- Gestellte Aufgabe A:
Gib die Zeilen nach dem Textauszug erneut wieder, beginnend bei der Zeile mit "Locate the reflective" und endend bei der Zeile mit "(1151, 565)", einschließlich der Aufforderungen. Addiere dabei 150 zu jeder Zahl in den Koordinaten der Antworten.

- Textauszug:
Bild: Haben einen schwierigen Weg zur Verbeamtung: Muslimische Lehrer in Deutsc…
FREIBURG taz | Der Münchener Lehrer Marwan Al-M. darf nicht Beamter werden.
Das entschied Ende letzter Woche das Verwaltungsgericht München. Als Grund
führte es an, Marwan Al-M. würde der islamistischen Muslimbrüderschaft
nahestehen. Sein Anwalt Gert Tersteegen protestierte gegen das Urteil: Hier
werde die Integration von Muslimen "boykottiert", befand er.
Der 30-jährige Marwan Al-M. hat ein Lehramtsstudium in den Fächern
Mathematik und Wirtschaft absolviert und von 2007 bis 2009 als Referendar
an einer Realschule bereits Schüler unterrichtet; anschließend beantragte
er die übliche Verbeamtung auf Probe. Hierzu musste er bei der Schulbehörde
der Stadt München den in Bayern üblichen Fragebogen zur Verfassungstreue
ausfüllen. Dabei kamen der Behörde Zweifel.
Das von ihr angefragte Landesamt für Verfassungsschutz riet von der
Einstellung Al-M.s ab. Die Schulbehörde folgte dieser Empfehlung, Al-M.
fehle die Eignung für eine Tätigkeit als beamteter Lehrer. Begründung: Der
Lehrer engagiere sich in seiner Freizeit bei der Muslimischen Jugend in
Deutschland (MJD). Außerdem habe er Kontakte zur Islamischen Gemeinschaft
Deutschland (IGD) und zum Islamischen Zentrum München (IZM). Alle
Organisationen stehen laut Verfassungsschutz der Muslimbruderschaft nahe.

Datensätze zur Positionsbestimmung:
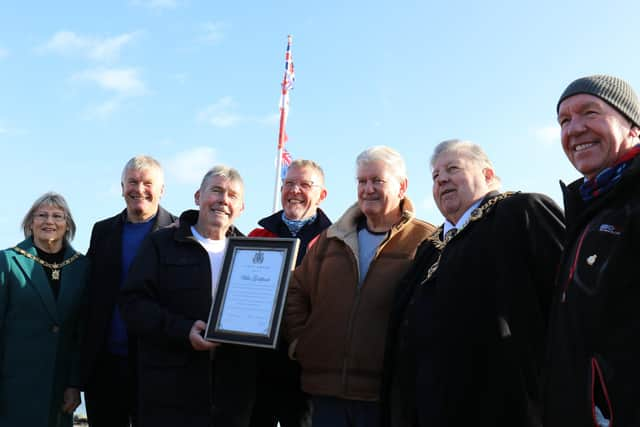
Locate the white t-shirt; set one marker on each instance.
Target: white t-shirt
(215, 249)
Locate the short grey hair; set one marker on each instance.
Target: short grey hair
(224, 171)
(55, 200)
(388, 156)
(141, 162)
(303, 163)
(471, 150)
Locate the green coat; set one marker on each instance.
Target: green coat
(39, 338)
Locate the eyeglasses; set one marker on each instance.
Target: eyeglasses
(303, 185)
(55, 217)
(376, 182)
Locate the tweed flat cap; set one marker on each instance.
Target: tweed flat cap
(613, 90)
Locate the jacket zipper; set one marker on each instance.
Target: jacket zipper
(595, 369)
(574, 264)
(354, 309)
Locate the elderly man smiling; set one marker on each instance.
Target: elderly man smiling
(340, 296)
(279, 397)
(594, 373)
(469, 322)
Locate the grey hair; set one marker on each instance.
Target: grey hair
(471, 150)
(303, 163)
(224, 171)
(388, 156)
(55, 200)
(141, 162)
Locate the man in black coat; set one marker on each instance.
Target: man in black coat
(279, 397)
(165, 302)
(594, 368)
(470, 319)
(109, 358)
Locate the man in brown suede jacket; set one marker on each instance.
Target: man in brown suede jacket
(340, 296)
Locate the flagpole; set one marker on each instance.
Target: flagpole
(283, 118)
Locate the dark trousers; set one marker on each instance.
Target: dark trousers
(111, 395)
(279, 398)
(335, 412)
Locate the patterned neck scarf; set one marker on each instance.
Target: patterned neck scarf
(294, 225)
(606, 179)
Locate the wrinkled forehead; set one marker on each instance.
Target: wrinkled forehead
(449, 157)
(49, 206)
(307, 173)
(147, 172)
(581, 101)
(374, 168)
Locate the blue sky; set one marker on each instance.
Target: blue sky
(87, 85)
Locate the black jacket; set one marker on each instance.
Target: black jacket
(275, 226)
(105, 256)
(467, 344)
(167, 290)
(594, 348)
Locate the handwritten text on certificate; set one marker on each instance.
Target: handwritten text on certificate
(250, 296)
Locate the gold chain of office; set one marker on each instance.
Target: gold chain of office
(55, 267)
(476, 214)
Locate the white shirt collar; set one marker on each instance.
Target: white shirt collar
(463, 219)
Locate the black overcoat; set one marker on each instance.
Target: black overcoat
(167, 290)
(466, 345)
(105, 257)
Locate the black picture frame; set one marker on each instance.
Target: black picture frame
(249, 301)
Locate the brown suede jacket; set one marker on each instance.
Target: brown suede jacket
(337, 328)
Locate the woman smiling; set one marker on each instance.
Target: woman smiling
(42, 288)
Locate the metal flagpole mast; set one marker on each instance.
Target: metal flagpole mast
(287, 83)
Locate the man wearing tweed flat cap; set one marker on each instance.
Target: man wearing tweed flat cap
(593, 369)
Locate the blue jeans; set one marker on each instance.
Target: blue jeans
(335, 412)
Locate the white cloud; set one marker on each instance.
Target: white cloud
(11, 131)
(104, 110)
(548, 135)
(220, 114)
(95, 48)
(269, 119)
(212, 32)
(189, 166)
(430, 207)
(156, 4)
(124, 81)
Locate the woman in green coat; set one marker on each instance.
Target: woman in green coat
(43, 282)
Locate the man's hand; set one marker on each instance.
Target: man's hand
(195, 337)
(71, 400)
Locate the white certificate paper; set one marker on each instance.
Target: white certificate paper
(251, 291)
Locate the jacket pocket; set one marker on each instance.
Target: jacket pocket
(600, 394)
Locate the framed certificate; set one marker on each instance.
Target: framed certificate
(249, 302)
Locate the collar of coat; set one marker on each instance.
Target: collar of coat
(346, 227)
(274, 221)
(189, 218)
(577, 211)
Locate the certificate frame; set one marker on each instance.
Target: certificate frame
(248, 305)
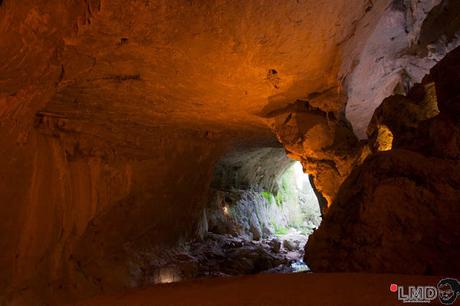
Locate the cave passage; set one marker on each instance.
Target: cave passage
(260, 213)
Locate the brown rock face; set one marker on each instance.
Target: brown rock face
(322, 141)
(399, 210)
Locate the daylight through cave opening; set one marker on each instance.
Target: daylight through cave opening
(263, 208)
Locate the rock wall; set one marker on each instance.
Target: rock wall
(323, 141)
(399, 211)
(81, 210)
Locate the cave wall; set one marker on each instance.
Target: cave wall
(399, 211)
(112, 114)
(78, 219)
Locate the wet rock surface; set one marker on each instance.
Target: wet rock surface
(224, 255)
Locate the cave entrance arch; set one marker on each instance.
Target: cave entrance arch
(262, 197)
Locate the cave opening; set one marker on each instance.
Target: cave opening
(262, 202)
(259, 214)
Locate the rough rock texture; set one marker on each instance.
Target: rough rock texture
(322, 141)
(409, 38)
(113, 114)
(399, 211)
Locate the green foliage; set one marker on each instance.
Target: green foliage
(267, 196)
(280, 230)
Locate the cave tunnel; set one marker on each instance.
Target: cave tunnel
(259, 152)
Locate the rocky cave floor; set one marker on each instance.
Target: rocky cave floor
---
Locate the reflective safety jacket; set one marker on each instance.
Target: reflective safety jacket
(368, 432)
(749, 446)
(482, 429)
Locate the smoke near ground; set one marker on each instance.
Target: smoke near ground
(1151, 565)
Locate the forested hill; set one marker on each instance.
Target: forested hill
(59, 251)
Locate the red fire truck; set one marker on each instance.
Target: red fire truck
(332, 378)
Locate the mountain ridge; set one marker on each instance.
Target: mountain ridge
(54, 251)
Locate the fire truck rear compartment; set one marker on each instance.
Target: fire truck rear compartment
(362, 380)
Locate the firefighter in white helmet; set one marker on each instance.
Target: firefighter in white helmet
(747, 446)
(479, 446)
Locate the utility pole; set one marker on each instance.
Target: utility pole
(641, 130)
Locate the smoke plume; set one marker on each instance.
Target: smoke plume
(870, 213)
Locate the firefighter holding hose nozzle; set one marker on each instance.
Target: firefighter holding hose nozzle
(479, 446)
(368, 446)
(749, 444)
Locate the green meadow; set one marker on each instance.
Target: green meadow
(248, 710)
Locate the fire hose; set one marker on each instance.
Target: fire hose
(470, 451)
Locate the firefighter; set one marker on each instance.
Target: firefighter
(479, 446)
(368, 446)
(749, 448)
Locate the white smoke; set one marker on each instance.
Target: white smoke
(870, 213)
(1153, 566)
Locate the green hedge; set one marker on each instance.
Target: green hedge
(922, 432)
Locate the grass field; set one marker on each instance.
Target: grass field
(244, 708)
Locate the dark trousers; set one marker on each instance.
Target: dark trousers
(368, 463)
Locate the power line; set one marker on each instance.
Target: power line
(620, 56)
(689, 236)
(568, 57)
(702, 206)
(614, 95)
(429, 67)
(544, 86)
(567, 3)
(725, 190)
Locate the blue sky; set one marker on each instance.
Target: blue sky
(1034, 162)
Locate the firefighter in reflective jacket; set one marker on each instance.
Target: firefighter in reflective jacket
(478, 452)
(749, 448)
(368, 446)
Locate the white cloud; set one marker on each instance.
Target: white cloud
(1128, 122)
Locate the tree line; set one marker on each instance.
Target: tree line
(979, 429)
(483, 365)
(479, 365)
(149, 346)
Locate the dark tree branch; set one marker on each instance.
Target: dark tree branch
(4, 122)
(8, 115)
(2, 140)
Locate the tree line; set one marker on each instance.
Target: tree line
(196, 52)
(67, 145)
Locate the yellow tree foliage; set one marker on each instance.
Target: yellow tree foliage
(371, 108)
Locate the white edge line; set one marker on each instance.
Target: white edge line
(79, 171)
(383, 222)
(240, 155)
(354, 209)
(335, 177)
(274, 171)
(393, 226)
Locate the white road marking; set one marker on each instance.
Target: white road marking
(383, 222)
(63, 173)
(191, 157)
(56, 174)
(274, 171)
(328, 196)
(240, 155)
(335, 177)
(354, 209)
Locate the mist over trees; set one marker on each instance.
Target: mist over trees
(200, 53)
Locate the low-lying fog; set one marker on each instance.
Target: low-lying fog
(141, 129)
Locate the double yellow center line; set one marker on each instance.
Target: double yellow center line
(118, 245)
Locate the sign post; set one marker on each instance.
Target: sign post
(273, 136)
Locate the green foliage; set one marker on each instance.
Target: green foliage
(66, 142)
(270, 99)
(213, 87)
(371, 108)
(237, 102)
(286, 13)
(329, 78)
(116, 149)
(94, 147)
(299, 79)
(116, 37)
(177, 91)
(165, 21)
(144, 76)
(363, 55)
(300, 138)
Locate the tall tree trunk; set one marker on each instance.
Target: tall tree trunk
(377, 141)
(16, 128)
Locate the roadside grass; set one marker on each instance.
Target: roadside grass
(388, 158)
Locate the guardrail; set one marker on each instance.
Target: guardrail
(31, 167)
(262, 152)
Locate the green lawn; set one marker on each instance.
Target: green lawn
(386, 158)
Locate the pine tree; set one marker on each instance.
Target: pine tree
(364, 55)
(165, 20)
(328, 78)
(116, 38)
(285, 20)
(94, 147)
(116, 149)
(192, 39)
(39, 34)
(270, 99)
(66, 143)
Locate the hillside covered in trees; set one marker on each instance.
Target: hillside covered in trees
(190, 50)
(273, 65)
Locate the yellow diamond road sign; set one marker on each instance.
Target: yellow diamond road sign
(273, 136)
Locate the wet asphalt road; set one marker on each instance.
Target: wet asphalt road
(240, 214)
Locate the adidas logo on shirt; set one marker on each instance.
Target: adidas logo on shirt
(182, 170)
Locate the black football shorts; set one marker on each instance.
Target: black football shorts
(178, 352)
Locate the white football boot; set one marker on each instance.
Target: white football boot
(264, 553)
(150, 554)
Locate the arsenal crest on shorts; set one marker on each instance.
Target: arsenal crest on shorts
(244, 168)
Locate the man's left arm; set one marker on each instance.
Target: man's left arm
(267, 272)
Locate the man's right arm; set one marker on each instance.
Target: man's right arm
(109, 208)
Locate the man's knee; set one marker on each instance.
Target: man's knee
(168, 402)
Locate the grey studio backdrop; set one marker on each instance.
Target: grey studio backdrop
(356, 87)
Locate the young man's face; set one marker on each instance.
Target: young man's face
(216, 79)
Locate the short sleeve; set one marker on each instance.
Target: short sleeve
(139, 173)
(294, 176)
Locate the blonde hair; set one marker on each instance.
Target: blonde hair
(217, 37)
...
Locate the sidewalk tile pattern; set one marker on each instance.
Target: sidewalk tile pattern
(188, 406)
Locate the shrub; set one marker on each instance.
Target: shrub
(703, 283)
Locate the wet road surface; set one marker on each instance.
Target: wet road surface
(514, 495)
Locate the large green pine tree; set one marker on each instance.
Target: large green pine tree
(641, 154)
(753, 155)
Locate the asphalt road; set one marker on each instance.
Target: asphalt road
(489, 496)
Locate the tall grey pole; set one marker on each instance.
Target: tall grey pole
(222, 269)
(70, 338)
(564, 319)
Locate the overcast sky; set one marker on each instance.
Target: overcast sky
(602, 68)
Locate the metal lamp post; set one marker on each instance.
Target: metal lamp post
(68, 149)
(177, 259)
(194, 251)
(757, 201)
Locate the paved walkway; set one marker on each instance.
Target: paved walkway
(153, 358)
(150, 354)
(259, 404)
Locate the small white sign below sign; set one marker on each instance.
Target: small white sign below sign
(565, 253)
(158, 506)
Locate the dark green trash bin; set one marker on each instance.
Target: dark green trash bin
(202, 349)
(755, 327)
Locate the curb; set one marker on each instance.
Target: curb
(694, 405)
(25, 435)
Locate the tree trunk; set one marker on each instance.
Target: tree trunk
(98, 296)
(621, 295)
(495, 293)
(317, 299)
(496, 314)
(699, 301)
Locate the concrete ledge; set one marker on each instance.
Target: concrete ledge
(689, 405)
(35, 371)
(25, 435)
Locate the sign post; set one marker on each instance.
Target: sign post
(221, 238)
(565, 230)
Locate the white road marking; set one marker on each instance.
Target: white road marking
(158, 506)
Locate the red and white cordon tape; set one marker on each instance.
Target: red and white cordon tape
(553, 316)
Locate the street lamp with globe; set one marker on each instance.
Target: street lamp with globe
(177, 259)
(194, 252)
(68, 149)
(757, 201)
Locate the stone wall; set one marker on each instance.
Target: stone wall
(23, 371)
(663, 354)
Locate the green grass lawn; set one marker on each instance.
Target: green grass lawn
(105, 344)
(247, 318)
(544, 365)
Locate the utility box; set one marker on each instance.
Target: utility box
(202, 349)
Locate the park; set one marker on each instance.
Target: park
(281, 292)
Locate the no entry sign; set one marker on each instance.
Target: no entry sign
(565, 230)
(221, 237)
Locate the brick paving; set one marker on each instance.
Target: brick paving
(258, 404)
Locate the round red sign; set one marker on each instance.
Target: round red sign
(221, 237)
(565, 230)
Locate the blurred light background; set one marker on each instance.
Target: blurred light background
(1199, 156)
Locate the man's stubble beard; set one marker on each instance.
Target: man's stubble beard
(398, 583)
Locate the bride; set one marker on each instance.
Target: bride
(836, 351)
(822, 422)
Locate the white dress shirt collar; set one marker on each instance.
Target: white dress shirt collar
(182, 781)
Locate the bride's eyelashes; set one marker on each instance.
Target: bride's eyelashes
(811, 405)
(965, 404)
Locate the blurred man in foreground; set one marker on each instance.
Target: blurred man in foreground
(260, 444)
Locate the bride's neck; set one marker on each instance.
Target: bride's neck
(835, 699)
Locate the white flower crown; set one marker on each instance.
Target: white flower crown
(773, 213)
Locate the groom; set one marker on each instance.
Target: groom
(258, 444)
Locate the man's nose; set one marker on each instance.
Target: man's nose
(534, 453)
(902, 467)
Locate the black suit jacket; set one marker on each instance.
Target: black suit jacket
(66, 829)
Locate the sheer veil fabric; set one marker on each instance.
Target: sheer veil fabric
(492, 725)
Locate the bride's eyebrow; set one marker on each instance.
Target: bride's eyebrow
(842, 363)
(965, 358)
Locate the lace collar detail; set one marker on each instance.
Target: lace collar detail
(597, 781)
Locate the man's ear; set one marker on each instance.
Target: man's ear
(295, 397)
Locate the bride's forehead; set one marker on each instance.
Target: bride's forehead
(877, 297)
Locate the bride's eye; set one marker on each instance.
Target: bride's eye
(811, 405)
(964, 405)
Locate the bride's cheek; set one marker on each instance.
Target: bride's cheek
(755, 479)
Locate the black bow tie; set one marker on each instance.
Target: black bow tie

- Gestellte Aufgabe B:
Prüfe, ob die folgenden Aussagen mit dem Textauszug über den Münchener Lehrer übereinstimmen: (i) Marwan Al-M. hat ein Lehramtsstudium in Mathematik und Wirtschaft absolviert. (ii) Das Landesamt für Verfassungsschutz empfahl, Al-M. einzustellen. (iii) Marwan Al-M. ist 35 Jahre alt. Beantworte jede Aussage mit Ja oder Nein und zitiere die entscheidenden Worte des Textes.

- Vollständige Ausgabe A:
Locate the reflective safety jacket; set one marker on each instance.
Target: reflective safety jacket
(518, 582)
(899, 596)
(632, 579)
Locate the smoke near ground; set one marker on each instance.
Target: smoke near ground
(1301, 715)

- Vollständige Ausgabe B:
(i) Ja: „hat ein Lehramtsstudium in den Fächern Mathematik und Wirtschaft absolviert“
(ii) Nein: „riet von der Einstellung Al-M.s ab“
(iii) Nein: „Der 30-jährige Marwan Al-M.“